===== LISTING =====

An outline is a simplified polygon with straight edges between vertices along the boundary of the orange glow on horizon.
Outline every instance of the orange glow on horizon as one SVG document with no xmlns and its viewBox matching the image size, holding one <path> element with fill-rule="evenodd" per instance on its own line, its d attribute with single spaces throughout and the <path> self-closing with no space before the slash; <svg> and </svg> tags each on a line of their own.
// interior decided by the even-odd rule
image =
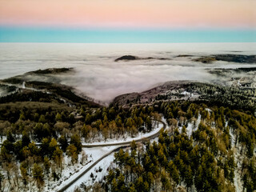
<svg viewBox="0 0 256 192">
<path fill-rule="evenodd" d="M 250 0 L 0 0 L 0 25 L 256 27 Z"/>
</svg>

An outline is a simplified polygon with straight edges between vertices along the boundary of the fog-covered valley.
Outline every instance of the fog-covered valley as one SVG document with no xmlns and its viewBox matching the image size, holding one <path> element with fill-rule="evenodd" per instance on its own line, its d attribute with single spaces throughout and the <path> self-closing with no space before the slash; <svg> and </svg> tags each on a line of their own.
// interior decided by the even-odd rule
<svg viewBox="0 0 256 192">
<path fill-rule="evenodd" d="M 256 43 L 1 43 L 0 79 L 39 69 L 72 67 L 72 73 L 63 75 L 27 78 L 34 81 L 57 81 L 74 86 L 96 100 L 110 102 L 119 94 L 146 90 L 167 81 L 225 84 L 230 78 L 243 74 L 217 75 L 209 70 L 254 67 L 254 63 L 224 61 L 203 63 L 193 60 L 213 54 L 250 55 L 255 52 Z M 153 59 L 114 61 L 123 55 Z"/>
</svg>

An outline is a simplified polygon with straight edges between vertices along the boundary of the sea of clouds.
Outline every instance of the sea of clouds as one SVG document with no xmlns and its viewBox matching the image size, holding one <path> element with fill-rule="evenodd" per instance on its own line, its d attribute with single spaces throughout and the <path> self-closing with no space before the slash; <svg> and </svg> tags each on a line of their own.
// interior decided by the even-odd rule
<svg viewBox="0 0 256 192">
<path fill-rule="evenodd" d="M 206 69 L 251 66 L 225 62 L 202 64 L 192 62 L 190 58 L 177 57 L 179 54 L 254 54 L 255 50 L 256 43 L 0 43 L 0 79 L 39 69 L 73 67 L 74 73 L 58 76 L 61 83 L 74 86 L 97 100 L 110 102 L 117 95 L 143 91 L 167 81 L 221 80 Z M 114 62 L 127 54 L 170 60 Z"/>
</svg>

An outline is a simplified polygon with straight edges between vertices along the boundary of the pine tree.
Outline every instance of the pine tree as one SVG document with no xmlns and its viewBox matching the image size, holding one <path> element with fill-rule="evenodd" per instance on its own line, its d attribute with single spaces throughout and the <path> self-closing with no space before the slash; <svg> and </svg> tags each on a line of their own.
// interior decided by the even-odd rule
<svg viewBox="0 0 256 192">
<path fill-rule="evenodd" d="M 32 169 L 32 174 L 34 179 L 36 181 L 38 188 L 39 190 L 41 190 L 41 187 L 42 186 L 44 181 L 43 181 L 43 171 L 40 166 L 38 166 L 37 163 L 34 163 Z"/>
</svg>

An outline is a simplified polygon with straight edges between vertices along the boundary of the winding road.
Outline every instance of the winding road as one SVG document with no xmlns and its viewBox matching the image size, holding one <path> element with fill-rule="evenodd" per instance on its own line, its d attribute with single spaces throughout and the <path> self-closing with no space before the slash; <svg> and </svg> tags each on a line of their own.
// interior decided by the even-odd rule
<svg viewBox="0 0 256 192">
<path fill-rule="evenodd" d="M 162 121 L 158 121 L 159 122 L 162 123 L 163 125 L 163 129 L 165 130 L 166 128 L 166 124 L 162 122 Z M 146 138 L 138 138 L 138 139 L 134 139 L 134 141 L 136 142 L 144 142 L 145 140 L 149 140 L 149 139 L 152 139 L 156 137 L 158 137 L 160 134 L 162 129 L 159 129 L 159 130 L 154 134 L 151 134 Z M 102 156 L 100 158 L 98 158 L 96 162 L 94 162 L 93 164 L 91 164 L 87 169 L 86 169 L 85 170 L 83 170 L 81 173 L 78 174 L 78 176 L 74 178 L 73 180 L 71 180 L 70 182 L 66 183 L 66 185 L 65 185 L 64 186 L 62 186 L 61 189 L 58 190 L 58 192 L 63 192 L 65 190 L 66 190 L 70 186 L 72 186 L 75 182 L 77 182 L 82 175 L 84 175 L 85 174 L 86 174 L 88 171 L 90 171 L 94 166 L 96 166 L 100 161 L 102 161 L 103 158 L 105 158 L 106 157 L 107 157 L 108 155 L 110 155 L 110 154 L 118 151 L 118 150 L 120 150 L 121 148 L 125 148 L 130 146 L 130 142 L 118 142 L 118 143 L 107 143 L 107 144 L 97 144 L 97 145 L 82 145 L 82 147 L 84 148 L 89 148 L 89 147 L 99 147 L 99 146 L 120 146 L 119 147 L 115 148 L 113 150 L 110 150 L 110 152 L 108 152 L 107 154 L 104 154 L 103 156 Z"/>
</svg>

=====

:: GIVEN EXERCISE ::
Render every line of the records above as a numbered list, omitting blank lines and leaving out the pictures.

:: COMPLETED TASK ::
1. An outline is a simplified polygon with straight edges between vertices along the boundary of the orange glow on horizon.
2. Outline every instance of the orange glow on horizon as one SVG document with no xmlns and its viewBox matching the image size, holding one <path> element with fill-rule="evenodd" per instance on its own line, its d attribute with single spaces throughout and the <path> self-closing with no space before the slash; <svg> and </svg> tags each on a line of their own.
3. // interior decided by the even-odd rule
4. image =
5. <svg viewBox="0 0 256 192">
6. <path fill-rule="evenodd" d="M 250 0 L 0 0 L 0 25 L 256 27 Z"/>
7. </svg>
8. An outline is a simplified polygon with straight edges between vertices along the boundary of the fog-covered valley.
9. Outline every instance of the fog-covered valley as one SVG document with no xmlns and its viewBox matching the image size, holding one <path> element with fill-rule="evenodd" per instance on its own line, its d attribute with single spaces throughout and the <path> self-closing with no space before the slash; <svg> and </svg> tags each on a line of their own.
10. // interior decided by the even-odd rule
11. <svg viewBox="0 0 256 192">
12. <path fill-rule="evenodd" d="M 256 43 L 1 43 L 0 79 L 39 69 L 72 67 L 72 73 L 63 75 L 27 78 L 34 81 L 57 81 L 74 86 L 96 100 L 110 102 L 119 94 L 146 90 L 167 81 L 225 84 L 230 78 L 243 74 L 217 75 L 209 70 L 254 67 L 254 63 L 224 61 L 203 63 L 193 60 L 213 54 L 250 55 L 255 52 Z M 153 59 L 114 61 L 123 55 Z"/>
13. </svg>
14. An outline is a simplified polygon with straight edges between vertices along the boundary of the sea of clouds.
15. Outline every instance of the sea of clouds as one SVG document with no xmlns and its viewBox matching the image size, holding one <path> element with fill-rule="evenodd" per instance on its own line, its d attribute with single spaces throughout and the <path> self-closing with no space before the slash; <svg> and </svg> tags each on a line of their own.
16. // interior decided by the even-odd rule
17. <svg viewBox="0 0 256 192">
18. <path fill-rule="evenodd" d="M 206 69 L 251 66 L 225 62 L 202 64 L 192 62 L 190 58 L 177 57 L 179 54 L 254 54 L 255 50 L 256 43 L 0 43 L 0 79 L 39 69 L 73 67 L 74 73 L 58 76 L 61 83 L 74 86 L 97 100 L 110 102 L 117 95 L 143 91 L 167 81 L 221 80 Z M 114 62 L 127 54 L 170 60 Z"/>
19. </svg>
20. An outline is a simplified polygon with straight edges between vertices along the boundary of the pine tree.
21. Outline every instance of the pine tree as one SVG document with no xmlns and its viewBox matching the image size, holding one <path> element with fill-rule="evenodd" per instance on its own line, its d attribute with single spaces throughout and the <path> self-closing with no space before the slash; <svg> and </svg> tags each on a line of their own.
22. // interior decided by the even-odd rule
23. <svg viewBox="0 0 256 192">
24. <path fill-rule="evenodd" d="M 32 169 L 32 174 L 34 179 L 36 181 L 38 188 L 39 190 L 41 190 L 41 187 L 42 186 L 44 181 L 43 181 L 43 171 L 40 166 L 38 166 L 37 163 L 34 163 Z"/>
25. </svg>
26. An outline is a simplified polygon with straight edges between vertices along the boundary of the winding road.
27. Outline every instance of the winding road as one SVG document with no xmlns and its viewBox matching the image size, holding one <path> element with fill-rule="evenodd" per instance on its own line, its d attribute with single spaces throughout and the <path> self-closing with no space before the slash; <svg> and </svg> tags each on a line of their own.
28. // interior decided by the even-odd rule
29. <svg viewBox="0 0 256 192">
30. <path fill-rule="evenodd" d="M 162 121 L 158 121 L 159 122 L 162 123 L 163 125 L 163 129 L 165 130 L 166 128 L 166 124 L 162 122 Z M 146 138 L 138 138 L 138 139 L 134 139 L 134 141 L 136 142 L 144 142 L 145 140 L 149 140 L 149 139 L 152 139 L 156 137 L 158 137 L 160 134 L 162 129 L 159 129 L 159 130 L 154 134 L 151 134 Z M 102 156 L 100 158 L 98 158 L 96 162 L 94 162 L 93 164 L 91 164 L 87 169 L 86 169 L 85 170 L 83 170 L 81 173 L 78 174 L 78 176 L 74 178 L 73 180 L 71 180 L 70 182 L 66 183 L 66 185 L 65 185 L 64 186 L 62 186 L 61 189 L 58 190 L 58 192 L 63 192 L 65 190 L 66 190 L 70 186 L 72 186 L 75 182 L 77 182 L 82 175 L 84 175 L 85 174 L 86 174 L 88 171 L 90 171 L 94 166 L 96 166 L 100 161 L 102 161 L 103 158 L 105 158 L 106 157 L 107 157 L 108 155 L 110 155 L 110 154 L 118 151 L 118 150 L 120 150 L 121 148 L 125 148 L 130 146 L 130 142 L 118 142 L 118 143 L 107 143 L 107 144 L 97 144 L 97 145 L 82 145 L 82 147 L 84 148 L 89 148 L 89 147 L 99 147 L 99 146 L 120 146 L 119 147 L 115 148 L 113 150 L 110 150 L 110 152 L 108 152 L 107 154 L 104 154 L 103 156 Z"/>
31. </svg>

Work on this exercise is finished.